- **TASK**: Within the entries that follow, show each line where the word "prompts" occurs.

[Extracted records]
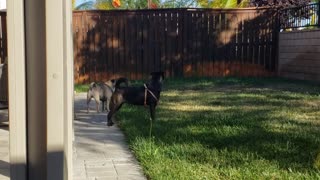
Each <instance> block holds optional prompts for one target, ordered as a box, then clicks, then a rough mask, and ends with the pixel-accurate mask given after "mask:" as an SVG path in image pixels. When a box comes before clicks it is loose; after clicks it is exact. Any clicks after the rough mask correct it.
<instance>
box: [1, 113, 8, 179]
mask: <svg viewBox="0 0 320 180" xmlns="http://www.w3.org/2000/svg"><path fill="white" fill-rule="evenodd" d="M6 179H10V163H9V126H8V110H6V109H0V180H6Z"/></svg>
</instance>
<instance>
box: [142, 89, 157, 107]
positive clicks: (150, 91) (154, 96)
mask: <svg viewBox="0 0 320 180" xmlns="http://www.w3.org/2000/svg"><path fill="white" fill-rule="evenodd" d="M143 86H144V89H145V91H144V106H147V92H149V93H150V94H151V96H152V97H153V98H154V99H155V100H156V101H157V102H158V101H159V100H158V98H157V97H156V96H155V95H154V94H153V92H152V91H150V90H149V89H148V87H147V85H146V84H144V85H143Z"/></svg>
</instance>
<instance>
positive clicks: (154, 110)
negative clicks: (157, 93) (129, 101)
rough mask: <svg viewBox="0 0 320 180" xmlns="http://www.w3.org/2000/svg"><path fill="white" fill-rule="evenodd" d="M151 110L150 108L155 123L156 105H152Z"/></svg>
mask: <svg viewBox="0 0 320 180" xmlns="http://www.w3.org/2000/svg"><path fill="white" fill-rule="evenodd" d="M149 108H150V116H151V120H152V121H154V120H155V114H156V104H150V105H149Z"/></svg>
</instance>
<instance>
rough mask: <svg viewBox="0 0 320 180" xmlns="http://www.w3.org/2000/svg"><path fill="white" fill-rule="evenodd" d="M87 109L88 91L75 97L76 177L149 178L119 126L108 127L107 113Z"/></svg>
mask: <svg viewBox="0 0 320 180" xmlns="http://www.w3.org/2000/svg"><path fill="white" fill-rule="evenodd" d="M90 105H91V111H90V113H89V114H87V111H86V109H87V108H86V94H84V93H81V94H77V95H76V96H75V121H74V130H75V140H74V144H73V147H74V148H73V166H74V167H73V168H74V170H73V172H74V175H73V176H74V178H73V179H74V180H102V179H106V180H113V179H119V180H120V179H123V180H127V179H135V180H140V179H146V178H145V176H144V175H143V173H142V170H141V167H140V166H139V164H138V162H137V160H136V159H135V158H134V156H133V154H132V153H131V152H130V150H129V148H128V145H127V144H126V142H125V137H124V135H123V133H122V132H121V131H120V130H119V128H118V127H116V126H112V127H107V126H106V120H107V114H106V113H97V112H96V111H95V108H94V107H95V102H94V101H91V103H90Z"/></svg>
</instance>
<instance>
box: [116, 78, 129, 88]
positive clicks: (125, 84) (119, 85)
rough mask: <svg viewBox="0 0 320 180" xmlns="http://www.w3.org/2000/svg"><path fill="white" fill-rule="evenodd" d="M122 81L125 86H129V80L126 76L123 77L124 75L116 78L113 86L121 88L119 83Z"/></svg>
mask: <svg viewBox="0 0 320 180" xmlns="http://www.w3.org/2000/svg"><path fill="white" fill-rule="evenodd" d="M122 83H124V84H125V87H128V86H129V81H128V79H127V78H124V77H121V78H118V79H117V82H116V84H115V88H116V89H119V88H121V86H120V85H121V84H122Z"/></svg>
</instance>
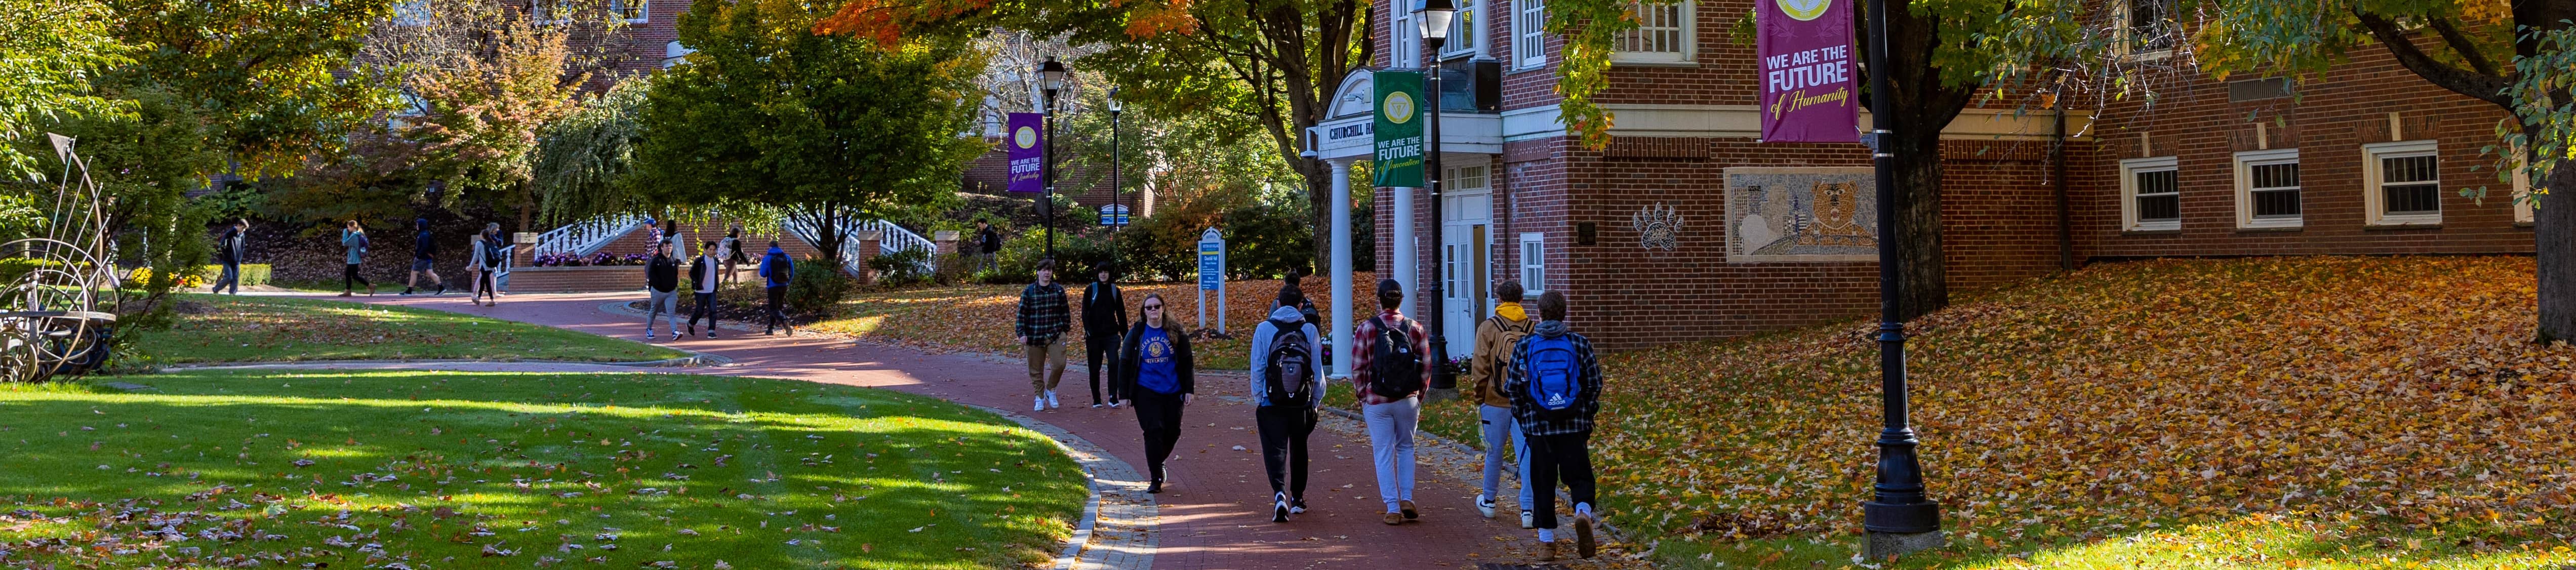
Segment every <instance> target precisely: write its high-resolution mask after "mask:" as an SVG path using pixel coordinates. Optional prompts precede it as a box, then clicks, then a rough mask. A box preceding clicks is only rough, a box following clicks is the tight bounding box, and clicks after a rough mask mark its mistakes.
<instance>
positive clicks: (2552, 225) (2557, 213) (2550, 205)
mask: <svg viewBox="0 0 2576 570" xmlns="http://www.w3.org/2000/svg"><path fill="white" fill-rule="evenodd" d="M2540 188H2550V191H2553V193H2543V196H2555V191H2558V188H2576V162H2558V168H2550V175H2548V181H2545V183H2540ZM2532 240H2537V242H2535V248H2532V258H2535V260H2537V273H2540V330H2537V338H2535V340H2540V343H2553V340H2576V204H2568V201H2561V199H2545V201H2535V204H2532Z"/></svg>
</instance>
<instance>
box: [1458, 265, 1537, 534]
mask: <svg viewBox="0 0 2576 570" xmlns="http://www.w3.org/2000/svg"><path fill="white" fill-rule="evenodd" d="M1522 294H1525V289H1520V281H1502V284H1494V299H1504V302H1497V304H1494V317H1486V320H1484V322H1476V356H1473V361H1471V366H1468V369H1471V371H1473V377H1476V423H1479V428H1481V431H1484V493H1479V495H1476V511H1479V513H1484V518H1494V498H1499V495H1502V449H1504V444H1510V449H1512V472H1515V475H1520V529H1533V518H1530V444H1528V438H1522V436H1520V423H1517V420H1512V397H1507V395H1502V374H1504V371H1510V369H1512V346H1520V338H1525V335H1530V328H1535V325H1538V322H1535V320H1530V312H1525V310H1520V297H1522Z"/></svg>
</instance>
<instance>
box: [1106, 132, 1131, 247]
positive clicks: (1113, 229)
mask: <svg viewBox="0 0 2576 570" xmlns="http://www.w3.org/2000/svg"><path fill="white" fill-rule="evenodd" d="M1121 111H1126V103H1118V88H1110V204H1113V206H1118V209H1126V193H1123V191H1126V188H1123V186H1118V113H1121ZM1126 214H1133V211H1121V214H1113V217H1110V268H1115V266H1118V235H1123V232H1126Z"/></svg>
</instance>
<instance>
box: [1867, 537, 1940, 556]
mask: <svg viewBox="0 0 2576 570" xmlns="http://www.w3.org/2000/svg"><path fill="white" fill-rule="evenodd" d="M1945 544H1950V542H1947V539H1945V536H1942V531H1870V544H1868V549H1865V552H1868V555H1870V560H1888V557H1904V555H1914V552H1924V549H1937V547H1945Z"/></svg>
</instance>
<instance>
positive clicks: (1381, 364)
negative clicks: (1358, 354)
mask: <svg viewBox="0 0 2576 570" xmlns="http://www.w3.org/2000/svg"><path fill="white" fill-rule="evenodd" d="M1406 325H1412V320H1406V317H1396V320H1386V317H1378V338H1376V340H1378V343H1376V348H1370V353H1368V371H1370V379H1368V392H1376V395H1378V397H1409V395H1414V392H1422V353H1414V338H1412V333H1409V330H1406Z"/></svg>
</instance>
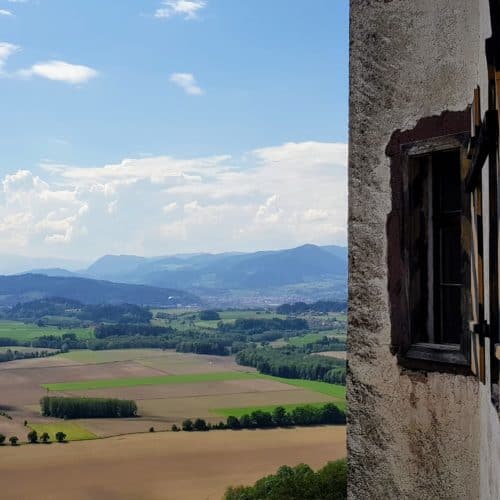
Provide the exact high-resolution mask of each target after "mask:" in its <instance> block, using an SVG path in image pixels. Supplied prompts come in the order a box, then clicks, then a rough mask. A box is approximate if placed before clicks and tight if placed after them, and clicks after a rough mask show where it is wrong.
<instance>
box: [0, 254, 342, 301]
mask: <svg viewBox="0 0 500 500" xmlns="http://www.w3.org/2000/svg"><path fill="white" fill-rule="evenodd" d="M53 262H54V263H55V265H54V266H53V267H46V268H44V267H37V268H32V269H30V270H29V272H30V274H31V275H37V276H41V275H43V276H45V277H52V278H58V279H59V281H58V282H57V283H58V285H57V286H56V285H55V282H50V283H51V285H50V286H53V287H54V291H57V287H58V286H63V285H62V284H63V283H68V284H69V283H70V281H66V280H70V279H73V280H74V279H80V280H86V281H81V282H73V284H74V285H75V286H76V284H77V283H78V286H81V287H83V288H85V289H87V288H88V287H89V286H90V284H89V283H88V282H90V281H96V280H100V282H101V283H103V280H104V282H107V283H110V282H113V283H114V284H115V285H119V284H121V285H129V286H137V285H143V286H144V285H145V286H147V287H150V288H153V289H156V290H158V289H165V290H168V292H167V293H168V296H177V297H180V296H181V294H182V293H187V294H191V296H189V295H188V296H187V297H185V298H186V301H184V299H183V300H182V301H181V302H182V303H186V302H189V300H194V297H195V296H197V297H198V296H199V297H201V299H202V300H203V301H205V302H206V303H209V304H214V305H225V306H241V305H262V304H265V303H281V302H286V301H287V300H318V299H324V298H336V299H345V296H346V280H347V249H346V248H345V247H340V246H334V245H331V246H321V247H320V246H316V245H311V244H307V245H302V246H300V247H296V248H292V249H286V250H275V251H260V252H252V253H238V252H232V253H220V254H208V253H201V254H181V255H174V256H166V257H140V256H135V255H105V256H103V257H101V258H99V259H98V260H96V261H95V262H93V263H92V264H91V265H90V266H88V267H86V268H84V269H80V270H78V271H75V270H69V269H67V267H66V266H65V265H64V263H62V264H61V265H58V263H57V262H56V261H53ZM32 279H33V278H32ZM48 285H49V282H48V281H45V282H43V286H48ZM40 286H42V283H40ZM40 286H39V288H40ZM64 286H66V285H64ZM0 287H1V280H0ZM103 287H104V289H105V290H106V292H104V291H103V292H102V293H103V294H104V295H102V296H103V297H104V296H108V295H106V294H111V295H110V297H111V296H112V295H113V293H111V291H110V290H111V289H110V287H109V285H106V286H104V285H102V284H101V285H100V288H103ZM114 290H115V291H116V293H118V288H115V289H114ZM124 290H125V289H124V288H121V289H120V297H123V294H124V293H125V291H124ZM177 291H180V292H177ZM2 293H4V292H3V291H2V289H1V288H0V295H1V294H2ZM131 293H132V295H134V293H135V292H131ZM144 293H146V290H145V289H144ZM151 293H153V292H151ZM155 293H156V292H155ZM153 295H154V293H153ZM64 296H67V295H64ZM68 297H69V296H68ZM69 298H75V299H77V300H81V299H78V298H77V297H74V296H71V297H69ZM116 300H121V299H116ZM83 302H85V300H84V301H83ZM134 303H137V301H134ZM142 303H147V302H145V301H143V302H142ZM154 303H155V304H157V302H156V299H155V302H154Z"/></svg>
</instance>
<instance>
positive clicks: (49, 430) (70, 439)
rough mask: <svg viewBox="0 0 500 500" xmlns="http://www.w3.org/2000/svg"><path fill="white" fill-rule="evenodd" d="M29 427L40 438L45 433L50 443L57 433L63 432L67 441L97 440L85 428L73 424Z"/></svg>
mask: <svg viewBox="0 0 500 500" xmlns="http://www.w3.org/2000/svg"><path fill="white" fill-rule="evenodd" d="M30 427H31V428H32V429H33V430H35V431H36V432H37V433H38V437H40V436H41V435H42V434H43V433H44V432H47V433H48V434H49V436H50V439H51V441H55V440H56V433H57V432H64V434H66V440H67V441H84V440H87V439H97V436H96V435H95V434H94V433H93V432H90V431H89V430H87V429H85V427H83V426H81V425H79V424H76V423H73V422H59V423H53V424H30Z"/></svg>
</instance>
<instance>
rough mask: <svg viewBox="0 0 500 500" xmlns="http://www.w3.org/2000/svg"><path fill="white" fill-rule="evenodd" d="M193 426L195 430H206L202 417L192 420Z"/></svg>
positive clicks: (193, 427)
mask: <svg viewBox="0 0 500 500" xmlns="http://www.w3.org/2000/svg"><path fill="white" fill-rule="evenodd" d="M193 428H194V430H195V431H208V426H207V423H206V422H205V420H203V419H202V418H197V419H196V420H195V421H194V424H193Z"/></svg>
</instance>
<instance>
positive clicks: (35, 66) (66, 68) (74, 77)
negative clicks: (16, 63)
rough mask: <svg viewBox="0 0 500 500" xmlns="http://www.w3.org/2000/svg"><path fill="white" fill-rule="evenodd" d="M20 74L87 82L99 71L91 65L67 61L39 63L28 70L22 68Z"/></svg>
mask: <svg viewBox="0 0 500 500" xmlns="http://www.w3.org/2000/svg"><path fill="white" fill-rule="evenodd" d="M19 74H20V75H21V76H23V77H31V76H40V77H42V78H46V79H48V80H55V81H59V82H66V83H71V84H79V83H85V82H88V81H89V80H91V79H92V78H95V77H96V76H97V75H98V73H97V71H96V70H95V69H93V68H90V67H89V66H83V65H80V64H71V63H68V62H65V61H47V62H41V63H37V64H34V65H33V66H31V68H29V69H27V70H21V71H20V72H19Z"/></svg>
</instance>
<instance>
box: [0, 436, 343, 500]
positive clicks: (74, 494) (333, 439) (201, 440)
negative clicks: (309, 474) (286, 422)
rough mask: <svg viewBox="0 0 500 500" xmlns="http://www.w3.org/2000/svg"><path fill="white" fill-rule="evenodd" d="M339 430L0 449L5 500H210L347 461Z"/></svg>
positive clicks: (136, 437)
mask: <svg viewBox="0 0 500 500" xmlns="http://www.w3.org/2000/svg"><path fill="white" fill-rule="evenodd" d="M345 454H346V447H345V428H344V427H316V428H300V429H287V430H285V429H277V430H260V431H211V432H207V433H184V432H180V433H171V432H168V433H155V434H143V435H130V436H123V437H116V438H110V439H103V440H96V441H85V442H75V443H69V444H66V445H59V444H52V445H48V446H45V445H25V446H20V447H15V448H14V447H10V446H4V447H1V448H0V471H1V476H2V477H3V478H8V480H7V481H2V484H1V486H0V497H1V498H5V499H9V500H28V499H32V498H37V499H38V500H66V499H69V498H71V499H72V500H101V499H102V500H118V499H119V500H206V499H209V500H214V499H220V498H221V497H222V495H223V493H224V491H225V489H226V487H227V486H229V485H238V484H251V483H253V482H255V481H256V480H257V479H259V478H260V477H262V476H264V475H267V474H271V473H273V472H275V471H276V469H277V468H278V467H279V466H280V465H283V464H288V465H296V464H298V463H301V462H305V463H308V464H309V465H311V466H312V467H313V468H318V467H321V466H323V465H324V464H325V463H326V462H327V461H329V460H334V459H337V458H340V457H343V456H345Z"/></svg>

- **EXERCISE SOLUTION**:
Each <instance> block holds optional prompts for one target, ordered as a box, then clicks, then a rough mask, and ends with the pixel-accurate mask given after "mask:" as an SVG path in image pixels. When a box comes before clicks it is loose; after clicks it is exact. Any clicks after the rough mask correct it.
Segment every <instance> target precisely: write its high-resolution mask after "mask:" as an SVG path using pixel coordinates. Optional prompts precede it as a box, then clicks, then a rough mask. A box preceding clicks is only rough, a box following clicks is the tight bounding box, and clicks after a rough mask mark its mistakes.
Provide the exact high-resolution mask of each target after "mask:" in its <instance> block, using an SVG path in image pixels. Supplied prompts come in the order a box, then clicks, then a rough mask. A box is approximate if placed before clicks and tight if placed after them, and clicks after a rough mask show where it is wrong.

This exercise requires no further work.